**Stated problem**
The line containing "One point for each instance of the dark doorway, each" and every line after it, through the last, are to be extracted exactly; no other lines belong in the answer.

**Data**

--------

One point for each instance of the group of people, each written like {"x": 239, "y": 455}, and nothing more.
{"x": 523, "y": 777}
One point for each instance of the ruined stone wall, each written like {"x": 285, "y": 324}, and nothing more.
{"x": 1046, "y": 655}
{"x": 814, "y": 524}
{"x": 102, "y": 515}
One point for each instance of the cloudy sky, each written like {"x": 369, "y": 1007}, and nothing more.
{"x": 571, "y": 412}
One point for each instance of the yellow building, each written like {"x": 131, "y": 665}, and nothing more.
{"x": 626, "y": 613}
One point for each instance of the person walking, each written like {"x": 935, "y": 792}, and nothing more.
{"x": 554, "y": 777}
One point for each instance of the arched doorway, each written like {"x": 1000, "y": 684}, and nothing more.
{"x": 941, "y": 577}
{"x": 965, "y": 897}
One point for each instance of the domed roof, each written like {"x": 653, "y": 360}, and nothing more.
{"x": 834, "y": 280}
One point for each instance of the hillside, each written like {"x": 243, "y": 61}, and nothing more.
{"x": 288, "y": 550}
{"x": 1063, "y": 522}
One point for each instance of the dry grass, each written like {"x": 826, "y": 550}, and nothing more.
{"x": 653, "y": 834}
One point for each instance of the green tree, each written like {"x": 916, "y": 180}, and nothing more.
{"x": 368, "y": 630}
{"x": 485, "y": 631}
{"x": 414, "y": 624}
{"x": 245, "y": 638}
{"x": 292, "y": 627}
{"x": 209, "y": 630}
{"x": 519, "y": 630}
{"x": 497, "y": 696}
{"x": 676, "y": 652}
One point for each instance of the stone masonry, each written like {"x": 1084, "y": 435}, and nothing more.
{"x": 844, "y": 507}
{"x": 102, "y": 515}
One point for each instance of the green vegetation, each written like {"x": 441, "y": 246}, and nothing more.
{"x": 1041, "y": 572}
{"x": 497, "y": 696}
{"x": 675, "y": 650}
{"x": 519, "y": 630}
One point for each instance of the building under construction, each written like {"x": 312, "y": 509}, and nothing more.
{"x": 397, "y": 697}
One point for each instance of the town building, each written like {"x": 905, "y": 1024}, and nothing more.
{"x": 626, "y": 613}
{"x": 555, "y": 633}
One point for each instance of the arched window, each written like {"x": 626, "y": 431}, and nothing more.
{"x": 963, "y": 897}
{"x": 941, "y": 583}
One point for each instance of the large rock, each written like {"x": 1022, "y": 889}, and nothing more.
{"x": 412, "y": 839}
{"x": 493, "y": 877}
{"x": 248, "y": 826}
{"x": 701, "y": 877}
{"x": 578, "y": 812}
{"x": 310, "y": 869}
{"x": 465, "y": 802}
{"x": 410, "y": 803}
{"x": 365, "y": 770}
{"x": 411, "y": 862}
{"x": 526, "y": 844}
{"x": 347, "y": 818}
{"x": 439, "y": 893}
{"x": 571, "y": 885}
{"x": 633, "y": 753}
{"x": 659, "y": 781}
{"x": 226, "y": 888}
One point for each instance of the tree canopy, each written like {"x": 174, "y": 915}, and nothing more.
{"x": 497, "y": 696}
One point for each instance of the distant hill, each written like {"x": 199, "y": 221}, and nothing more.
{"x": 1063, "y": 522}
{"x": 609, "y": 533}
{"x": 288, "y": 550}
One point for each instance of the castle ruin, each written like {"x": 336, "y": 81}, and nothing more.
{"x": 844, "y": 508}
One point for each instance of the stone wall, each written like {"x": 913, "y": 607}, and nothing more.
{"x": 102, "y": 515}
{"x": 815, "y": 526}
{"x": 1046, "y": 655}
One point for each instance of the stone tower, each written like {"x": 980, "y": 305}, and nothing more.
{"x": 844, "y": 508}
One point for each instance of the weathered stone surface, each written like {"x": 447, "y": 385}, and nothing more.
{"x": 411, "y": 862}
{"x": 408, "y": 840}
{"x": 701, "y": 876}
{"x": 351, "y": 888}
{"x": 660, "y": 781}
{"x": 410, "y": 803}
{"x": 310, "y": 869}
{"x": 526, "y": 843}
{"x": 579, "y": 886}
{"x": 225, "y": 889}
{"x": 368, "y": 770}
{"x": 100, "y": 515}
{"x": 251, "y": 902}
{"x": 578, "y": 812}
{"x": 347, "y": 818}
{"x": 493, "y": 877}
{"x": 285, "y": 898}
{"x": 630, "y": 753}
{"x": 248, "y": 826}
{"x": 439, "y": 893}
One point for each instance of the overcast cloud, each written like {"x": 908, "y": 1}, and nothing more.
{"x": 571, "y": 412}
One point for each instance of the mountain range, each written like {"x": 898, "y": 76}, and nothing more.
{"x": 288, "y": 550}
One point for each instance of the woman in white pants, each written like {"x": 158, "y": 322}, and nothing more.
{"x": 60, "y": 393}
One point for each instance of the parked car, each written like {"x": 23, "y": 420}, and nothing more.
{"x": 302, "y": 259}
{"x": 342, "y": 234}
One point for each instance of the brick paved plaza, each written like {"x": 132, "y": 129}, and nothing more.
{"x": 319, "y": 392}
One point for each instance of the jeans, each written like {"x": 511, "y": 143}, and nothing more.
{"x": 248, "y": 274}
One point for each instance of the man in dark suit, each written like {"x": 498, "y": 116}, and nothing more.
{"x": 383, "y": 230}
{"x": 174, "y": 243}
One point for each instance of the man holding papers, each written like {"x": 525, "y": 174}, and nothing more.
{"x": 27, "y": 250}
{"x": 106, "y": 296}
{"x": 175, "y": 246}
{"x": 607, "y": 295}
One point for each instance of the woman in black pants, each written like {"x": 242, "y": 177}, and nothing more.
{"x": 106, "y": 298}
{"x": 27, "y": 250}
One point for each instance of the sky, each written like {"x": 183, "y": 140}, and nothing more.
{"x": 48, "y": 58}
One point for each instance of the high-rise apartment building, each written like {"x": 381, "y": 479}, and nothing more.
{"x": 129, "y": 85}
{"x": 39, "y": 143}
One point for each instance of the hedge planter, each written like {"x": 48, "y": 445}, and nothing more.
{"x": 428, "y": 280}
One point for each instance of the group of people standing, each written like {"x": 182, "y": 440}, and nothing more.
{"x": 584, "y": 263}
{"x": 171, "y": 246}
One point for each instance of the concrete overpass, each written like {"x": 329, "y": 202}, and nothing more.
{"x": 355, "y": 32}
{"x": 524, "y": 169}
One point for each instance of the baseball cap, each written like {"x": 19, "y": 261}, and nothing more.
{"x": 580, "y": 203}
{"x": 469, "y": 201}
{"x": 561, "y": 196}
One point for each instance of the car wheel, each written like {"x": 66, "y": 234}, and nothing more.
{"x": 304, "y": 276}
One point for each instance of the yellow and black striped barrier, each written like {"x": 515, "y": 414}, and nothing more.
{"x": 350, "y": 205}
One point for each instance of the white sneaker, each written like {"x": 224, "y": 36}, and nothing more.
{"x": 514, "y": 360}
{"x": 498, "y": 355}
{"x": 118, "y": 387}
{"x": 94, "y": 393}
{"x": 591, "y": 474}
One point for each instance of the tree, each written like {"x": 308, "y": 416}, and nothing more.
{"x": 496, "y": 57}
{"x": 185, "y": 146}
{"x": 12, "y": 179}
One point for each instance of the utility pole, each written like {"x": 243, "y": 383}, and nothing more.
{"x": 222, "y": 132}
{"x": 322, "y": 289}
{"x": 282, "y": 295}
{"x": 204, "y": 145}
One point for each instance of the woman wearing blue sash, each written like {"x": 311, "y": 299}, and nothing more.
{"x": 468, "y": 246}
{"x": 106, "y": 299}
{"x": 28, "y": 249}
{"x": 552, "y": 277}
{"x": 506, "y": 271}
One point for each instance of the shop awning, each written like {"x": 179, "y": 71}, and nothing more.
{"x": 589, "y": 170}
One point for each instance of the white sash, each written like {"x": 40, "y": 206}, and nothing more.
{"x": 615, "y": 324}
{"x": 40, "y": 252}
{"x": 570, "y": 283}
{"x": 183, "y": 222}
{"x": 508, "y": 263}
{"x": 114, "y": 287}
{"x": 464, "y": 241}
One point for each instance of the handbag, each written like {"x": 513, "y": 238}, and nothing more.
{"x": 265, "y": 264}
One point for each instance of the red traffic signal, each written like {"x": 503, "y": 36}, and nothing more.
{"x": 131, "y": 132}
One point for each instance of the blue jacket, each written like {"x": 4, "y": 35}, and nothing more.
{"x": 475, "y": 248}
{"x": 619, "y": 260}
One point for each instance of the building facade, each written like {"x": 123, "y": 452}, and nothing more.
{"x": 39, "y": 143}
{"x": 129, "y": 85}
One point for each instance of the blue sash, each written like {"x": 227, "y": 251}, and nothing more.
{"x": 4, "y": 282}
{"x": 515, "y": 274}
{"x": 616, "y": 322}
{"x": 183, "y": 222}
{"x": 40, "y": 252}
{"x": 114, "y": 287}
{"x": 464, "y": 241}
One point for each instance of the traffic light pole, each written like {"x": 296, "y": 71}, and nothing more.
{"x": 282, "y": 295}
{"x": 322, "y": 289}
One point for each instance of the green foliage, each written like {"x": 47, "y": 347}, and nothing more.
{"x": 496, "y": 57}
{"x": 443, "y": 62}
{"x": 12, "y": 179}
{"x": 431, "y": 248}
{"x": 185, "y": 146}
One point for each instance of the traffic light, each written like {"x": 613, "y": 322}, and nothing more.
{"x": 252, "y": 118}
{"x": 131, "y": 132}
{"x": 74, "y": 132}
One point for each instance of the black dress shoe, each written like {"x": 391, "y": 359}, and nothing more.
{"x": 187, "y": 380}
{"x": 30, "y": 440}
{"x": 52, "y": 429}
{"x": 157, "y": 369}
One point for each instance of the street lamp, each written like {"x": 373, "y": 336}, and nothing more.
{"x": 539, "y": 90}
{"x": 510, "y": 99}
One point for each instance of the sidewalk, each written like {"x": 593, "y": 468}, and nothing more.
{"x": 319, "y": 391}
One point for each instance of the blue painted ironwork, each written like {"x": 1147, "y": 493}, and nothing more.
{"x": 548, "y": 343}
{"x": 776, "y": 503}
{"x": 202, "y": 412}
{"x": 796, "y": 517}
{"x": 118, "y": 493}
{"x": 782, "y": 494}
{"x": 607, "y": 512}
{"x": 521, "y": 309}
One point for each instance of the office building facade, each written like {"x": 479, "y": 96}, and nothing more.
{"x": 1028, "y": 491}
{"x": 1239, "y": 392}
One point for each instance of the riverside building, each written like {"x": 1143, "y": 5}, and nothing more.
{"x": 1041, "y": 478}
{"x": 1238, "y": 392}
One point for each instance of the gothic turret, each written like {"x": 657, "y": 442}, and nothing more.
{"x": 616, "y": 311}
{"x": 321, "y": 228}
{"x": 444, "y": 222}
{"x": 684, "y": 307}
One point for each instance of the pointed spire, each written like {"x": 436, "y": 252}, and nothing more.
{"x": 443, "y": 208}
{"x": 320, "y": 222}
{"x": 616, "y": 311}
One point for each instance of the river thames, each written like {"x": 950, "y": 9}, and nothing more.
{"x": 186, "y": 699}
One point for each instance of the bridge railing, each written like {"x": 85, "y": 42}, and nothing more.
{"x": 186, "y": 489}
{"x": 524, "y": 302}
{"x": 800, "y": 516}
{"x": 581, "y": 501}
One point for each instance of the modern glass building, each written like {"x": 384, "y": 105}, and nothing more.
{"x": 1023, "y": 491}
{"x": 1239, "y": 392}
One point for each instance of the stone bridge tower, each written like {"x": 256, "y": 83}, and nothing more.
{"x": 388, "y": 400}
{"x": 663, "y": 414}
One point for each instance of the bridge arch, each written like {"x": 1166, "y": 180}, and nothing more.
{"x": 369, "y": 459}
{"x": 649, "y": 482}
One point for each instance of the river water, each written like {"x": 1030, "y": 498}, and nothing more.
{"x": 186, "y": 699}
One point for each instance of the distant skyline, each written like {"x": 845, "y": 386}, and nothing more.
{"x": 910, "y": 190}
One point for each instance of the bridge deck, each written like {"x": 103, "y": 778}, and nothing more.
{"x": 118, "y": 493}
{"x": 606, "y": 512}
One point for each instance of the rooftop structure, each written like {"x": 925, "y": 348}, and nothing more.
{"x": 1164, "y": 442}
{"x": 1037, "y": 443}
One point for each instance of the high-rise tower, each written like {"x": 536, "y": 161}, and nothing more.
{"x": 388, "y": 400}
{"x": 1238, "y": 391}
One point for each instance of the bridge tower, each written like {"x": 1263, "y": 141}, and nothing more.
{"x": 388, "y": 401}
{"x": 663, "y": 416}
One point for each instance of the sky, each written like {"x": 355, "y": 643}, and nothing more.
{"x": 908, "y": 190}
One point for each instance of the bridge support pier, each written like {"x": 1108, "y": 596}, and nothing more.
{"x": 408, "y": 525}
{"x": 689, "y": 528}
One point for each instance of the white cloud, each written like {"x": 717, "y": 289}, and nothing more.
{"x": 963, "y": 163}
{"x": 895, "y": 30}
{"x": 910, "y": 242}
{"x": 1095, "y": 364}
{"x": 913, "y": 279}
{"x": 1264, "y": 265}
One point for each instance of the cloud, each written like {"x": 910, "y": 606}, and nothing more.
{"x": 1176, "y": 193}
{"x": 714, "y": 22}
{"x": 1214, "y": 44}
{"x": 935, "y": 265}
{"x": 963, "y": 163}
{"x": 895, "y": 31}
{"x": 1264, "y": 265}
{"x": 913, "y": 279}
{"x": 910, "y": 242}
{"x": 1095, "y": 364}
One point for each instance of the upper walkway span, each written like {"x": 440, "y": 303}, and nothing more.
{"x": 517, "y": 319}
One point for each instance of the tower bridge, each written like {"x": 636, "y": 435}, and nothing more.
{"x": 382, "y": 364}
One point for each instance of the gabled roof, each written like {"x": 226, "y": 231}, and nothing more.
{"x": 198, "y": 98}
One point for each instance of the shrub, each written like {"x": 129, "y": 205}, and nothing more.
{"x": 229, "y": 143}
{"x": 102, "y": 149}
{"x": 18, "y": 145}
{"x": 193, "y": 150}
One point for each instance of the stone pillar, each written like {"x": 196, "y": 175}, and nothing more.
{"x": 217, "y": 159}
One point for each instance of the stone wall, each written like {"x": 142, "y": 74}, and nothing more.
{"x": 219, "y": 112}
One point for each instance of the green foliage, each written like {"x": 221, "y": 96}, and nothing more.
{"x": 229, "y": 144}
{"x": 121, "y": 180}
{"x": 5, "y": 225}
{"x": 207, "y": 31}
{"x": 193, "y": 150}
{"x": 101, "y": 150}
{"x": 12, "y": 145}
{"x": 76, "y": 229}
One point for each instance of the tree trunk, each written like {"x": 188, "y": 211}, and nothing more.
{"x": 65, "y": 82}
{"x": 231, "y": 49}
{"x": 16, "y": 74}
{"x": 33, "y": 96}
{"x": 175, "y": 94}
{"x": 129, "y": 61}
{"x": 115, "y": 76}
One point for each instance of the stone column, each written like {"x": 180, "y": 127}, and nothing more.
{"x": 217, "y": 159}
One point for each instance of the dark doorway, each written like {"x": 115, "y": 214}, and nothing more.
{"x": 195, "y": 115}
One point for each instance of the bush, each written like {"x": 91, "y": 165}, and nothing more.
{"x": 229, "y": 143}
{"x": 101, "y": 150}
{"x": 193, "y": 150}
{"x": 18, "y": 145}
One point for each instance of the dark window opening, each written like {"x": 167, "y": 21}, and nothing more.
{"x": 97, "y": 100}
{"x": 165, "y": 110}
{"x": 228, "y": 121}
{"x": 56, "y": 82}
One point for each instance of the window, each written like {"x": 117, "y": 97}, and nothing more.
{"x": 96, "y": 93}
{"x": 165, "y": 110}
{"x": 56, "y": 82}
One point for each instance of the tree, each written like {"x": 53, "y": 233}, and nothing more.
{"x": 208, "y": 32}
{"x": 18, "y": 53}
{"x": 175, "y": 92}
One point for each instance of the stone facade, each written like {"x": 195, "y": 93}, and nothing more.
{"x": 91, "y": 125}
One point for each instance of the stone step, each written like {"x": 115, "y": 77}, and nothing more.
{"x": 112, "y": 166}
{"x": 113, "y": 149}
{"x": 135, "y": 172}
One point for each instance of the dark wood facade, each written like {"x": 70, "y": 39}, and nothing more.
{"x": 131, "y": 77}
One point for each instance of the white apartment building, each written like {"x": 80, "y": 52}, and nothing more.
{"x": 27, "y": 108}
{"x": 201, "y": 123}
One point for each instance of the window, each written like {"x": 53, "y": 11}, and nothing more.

--------

**Solution to the problem**
One point for each instance of the dark doorway, each written like {"x": 115, "y": 214}, and nothing more.
{"x": 195, "y": 115}
One point for each instance of the bush, each written like {"x": 91, "y": 165}, and nothing more.
{"x": 229, "y": 143}
{"x": 101, "y": 150}
{"x": 193, "y": 150}
{"x": 18, "y": 145}
One point for each instance of the dark window opening, each written like {"x": 167, "y": 21}, and nothing more.
{"x": 97, "y": 100}
{"x": 165, "y": 110}
{"x": 228, "y": 121}
{"x": 56, "y": 82}
One point for each instance of the window, each written like {"x": 117, "y": 97}, and nothing more.
{"x": 96, "y": 93}
{"x": 165, "y": 110}
{"x": 56, "y": 82}
One point for each instance of the tree, each written like {"x": 53, "y": 233}, and nothing more.
{"x": 208, "y": 32}
{"x": 18, "y": 53}
{"x": 175, "y": 92}
One point for each instance of the stone facade, each written like {"x": 195, "y": 93}, and nothing more.
{"x": 91, "y": 125}
One point for each instance of the stone step, each written like {"x": 115, "y": 77}, and nothing more.
{"x": 112, "y": 166}
{"x": 113, "y": 149}
{"x": 135, "y": 172}
One point for each instance of the dark wood facade, each written like {"x": 70, "y": 39}, and nothing more.
{"x": 131, "y": 77}
One point for each instance of the white apartment building, each written like {"x": 80, "y": 52}, and nothing more.
{"x": 27, "y": 108}
{"x": 201, "y": 123}
One point for each instance of the window, each written like {"x": 53, "y": 11}, and nothing more.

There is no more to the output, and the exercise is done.